Stored dataset items
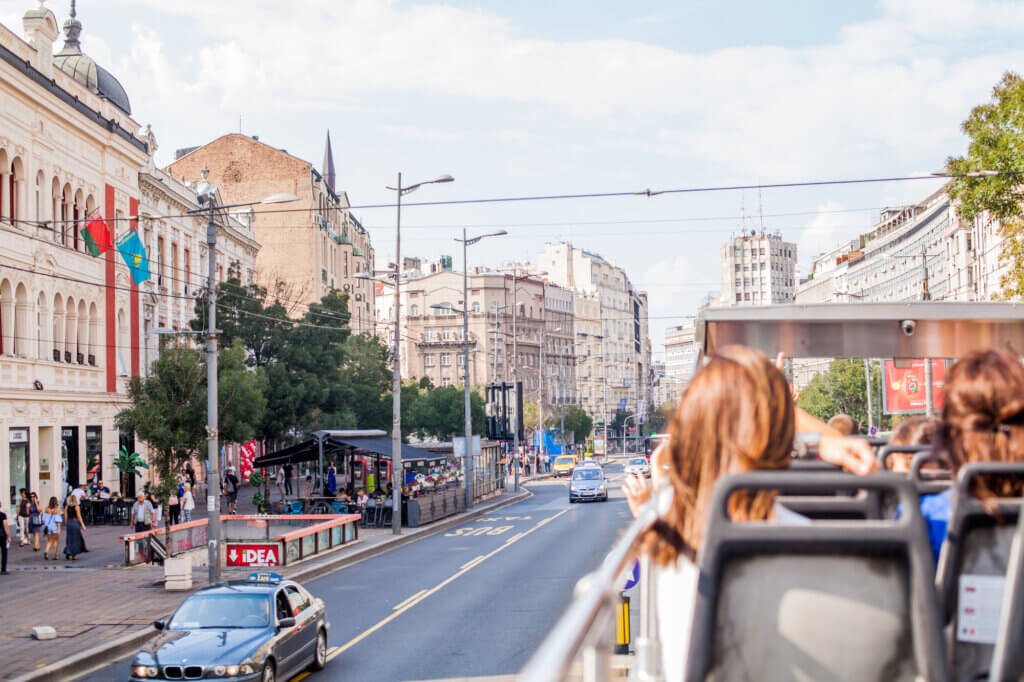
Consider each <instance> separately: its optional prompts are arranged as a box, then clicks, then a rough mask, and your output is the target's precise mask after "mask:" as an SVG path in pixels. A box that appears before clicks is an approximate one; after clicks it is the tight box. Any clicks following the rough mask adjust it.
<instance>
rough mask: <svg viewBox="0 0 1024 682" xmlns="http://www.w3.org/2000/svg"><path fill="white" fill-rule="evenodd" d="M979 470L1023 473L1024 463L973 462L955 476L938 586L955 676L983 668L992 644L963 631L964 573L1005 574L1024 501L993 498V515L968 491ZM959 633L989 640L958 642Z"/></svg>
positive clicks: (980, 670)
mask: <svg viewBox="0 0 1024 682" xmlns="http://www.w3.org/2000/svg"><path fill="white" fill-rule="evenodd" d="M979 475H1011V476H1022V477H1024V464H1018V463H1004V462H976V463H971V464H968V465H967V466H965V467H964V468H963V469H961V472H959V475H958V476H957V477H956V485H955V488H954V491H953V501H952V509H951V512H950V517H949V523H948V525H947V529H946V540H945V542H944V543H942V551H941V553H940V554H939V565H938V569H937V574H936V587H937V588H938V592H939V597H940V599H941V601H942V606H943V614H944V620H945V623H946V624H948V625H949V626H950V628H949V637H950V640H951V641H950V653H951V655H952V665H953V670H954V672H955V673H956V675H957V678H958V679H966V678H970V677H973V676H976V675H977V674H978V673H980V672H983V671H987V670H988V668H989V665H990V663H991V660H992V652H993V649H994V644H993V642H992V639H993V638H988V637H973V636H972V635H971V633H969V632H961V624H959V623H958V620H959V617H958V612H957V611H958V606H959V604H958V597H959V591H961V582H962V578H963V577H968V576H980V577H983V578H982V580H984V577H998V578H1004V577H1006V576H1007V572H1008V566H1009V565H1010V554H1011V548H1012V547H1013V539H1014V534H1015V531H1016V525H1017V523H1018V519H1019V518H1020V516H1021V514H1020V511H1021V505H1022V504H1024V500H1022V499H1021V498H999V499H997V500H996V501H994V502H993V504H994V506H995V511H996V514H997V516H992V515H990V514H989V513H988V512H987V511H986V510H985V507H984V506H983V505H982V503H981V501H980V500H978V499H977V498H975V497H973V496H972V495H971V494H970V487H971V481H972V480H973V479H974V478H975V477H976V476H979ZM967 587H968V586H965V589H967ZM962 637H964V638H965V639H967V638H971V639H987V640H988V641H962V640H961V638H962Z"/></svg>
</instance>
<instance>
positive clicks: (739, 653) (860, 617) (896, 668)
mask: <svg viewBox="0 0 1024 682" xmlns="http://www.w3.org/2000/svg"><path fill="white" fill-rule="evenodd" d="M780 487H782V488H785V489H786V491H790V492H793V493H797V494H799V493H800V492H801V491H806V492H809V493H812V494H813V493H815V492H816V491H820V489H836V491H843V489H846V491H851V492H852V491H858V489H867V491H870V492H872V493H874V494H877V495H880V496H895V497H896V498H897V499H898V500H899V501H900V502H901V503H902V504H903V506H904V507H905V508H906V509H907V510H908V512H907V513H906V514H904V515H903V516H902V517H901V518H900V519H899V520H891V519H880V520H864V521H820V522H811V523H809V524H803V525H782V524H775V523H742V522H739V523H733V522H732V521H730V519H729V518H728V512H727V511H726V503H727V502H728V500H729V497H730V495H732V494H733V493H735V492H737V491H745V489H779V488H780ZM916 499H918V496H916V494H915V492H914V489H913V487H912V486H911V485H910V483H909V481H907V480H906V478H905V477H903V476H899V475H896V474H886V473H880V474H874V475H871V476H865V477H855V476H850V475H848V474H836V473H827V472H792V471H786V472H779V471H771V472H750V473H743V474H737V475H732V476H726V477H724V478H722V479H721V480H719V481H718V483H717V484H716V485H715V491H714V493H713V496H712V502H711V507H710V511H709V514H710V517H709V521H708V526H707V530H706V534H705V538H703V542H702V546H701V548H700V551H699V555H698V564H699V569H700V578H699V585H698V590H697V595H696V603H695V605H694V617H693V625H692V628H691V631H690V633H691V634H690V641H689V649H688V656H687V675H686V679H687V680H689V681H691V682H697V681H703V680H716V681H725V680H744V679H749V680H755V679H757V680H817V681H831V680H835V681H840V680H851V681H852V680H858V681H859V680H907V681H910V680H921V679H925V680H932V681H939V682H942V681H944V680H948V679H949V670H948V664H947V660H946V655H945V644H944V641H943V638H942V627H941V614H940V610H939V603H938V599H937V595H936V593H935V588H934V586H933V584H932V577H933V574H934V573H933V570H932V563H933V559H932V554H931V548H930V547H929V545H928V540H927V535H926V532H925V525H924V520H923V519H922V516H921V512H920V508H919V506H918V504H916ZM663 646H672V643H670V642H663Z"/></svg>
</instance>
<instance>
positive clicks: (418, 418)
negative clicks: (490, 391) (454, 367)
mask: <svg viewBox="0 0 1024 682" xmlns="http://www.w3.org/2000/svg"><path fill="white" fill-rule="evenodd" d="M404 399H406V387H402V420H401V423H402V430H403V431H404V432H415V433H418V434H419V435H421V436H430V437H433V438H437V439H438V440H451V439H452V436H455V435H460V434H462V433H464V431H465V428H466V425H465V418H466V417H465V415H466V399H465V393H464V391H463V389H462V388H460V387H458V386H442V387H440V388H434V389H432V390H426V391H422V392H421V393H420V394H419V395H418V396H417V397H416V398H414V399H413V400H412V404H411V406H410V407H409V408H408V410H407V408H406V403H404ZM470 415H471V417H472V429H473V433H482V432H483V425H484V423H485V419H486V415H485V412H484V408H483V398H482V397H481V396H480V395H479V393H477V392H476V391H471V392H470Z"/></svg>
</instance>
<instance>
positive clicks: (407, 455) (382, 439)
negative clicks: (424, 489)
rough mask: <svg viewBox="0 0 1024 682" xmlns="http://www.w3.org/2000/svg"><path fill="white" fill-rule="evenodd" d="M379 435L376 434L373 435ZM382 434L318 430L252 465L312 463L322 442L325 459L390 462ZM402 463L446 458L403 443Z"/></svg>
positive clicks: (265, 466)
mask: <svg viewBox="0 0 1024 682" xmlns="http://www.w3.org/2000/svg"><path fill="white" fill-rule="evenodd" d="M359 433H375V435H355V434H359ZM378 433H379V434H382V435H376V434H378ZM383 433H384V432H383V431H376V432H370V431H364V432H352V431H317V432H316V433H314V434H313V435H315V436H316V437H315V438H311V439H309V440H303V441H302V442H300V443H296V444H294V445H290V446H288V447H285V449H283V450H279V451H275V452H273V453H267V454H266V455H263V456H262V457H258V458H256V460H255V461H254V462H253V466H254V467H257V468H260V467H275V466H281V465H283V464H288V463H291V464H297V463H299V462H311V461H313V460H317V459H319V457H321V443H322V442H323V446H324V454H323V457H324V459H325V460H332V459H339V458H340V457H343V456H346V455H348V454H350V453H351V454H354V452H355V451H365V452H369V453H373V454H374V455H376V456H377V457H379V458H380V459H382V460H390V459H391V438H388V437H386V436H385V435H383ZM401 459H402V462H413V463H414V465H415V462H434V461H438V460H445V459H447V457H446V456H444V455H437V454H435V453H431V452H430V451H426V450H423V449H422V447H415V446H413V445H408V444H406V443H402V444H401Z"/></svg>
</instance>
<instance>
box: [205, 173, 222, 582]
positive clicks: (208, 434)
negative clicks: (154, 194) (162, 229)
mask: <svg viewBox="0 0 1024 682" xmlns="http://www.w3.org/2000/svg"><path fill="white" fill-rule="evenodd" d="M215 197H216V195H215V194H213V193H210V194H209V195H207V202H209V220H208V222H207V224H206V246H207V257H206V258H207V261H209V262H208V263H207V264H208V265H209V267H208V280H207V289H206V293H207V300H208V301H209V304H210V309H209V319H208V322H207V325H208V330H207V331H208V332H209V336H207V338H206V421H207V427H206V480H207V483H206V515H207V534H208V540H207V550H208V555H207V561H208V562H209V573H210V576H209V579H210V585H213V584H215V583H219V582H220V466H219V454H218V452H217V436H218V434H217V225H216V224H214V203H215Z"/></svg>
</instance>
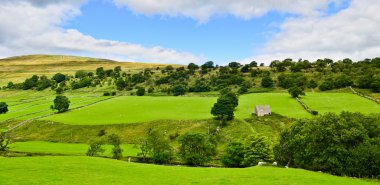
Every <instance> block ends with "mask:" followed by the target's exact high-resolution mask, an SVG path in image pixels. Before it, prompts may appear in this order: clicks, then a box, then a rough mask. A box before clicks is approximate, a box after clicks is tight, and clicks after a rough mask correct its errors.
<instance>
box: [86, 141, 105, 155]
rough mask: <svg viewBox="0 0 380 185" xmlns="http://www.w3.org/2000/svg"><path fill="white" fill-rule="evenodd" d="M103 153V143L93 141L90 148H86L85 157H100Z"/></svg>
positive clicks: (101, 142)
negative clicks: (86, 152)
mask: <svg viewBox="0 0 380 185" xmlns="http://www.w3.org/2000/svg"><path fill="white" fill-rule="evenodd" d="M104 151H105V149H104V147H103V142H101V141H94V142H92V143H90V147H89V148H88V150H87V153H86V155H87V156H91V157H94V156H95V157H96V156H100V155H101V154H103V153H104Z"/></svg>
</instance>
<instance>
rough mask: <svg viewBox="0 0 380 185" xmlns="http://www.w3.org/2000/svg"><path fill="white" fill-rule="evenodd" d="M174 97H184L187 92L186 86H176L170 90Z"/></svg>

_The task_
Whenever the word "before" shows up in a line of the entries above, copy that line.

_Reply to the exercise_
Consider each <instance> separately: its optional prompts are arranged as a box, then clicks, then a rough mask, and your output is the target's precise mask after "mask:" as an SVG path in pixels. A box that appears before clicks is an approximate one; after clicks it is the tight box. Any clicks following the rough mask adjust it.
Every <instance> block ends with "mask:" followed by the target's exact high-resolution mask, an SVG path in image pixels. Before it, prompts may appear in this order: clicks, then a box, then a rough mask. A box before clicks is approximate, a box after clicks is tight, and clicks after a rough mask correct its errors.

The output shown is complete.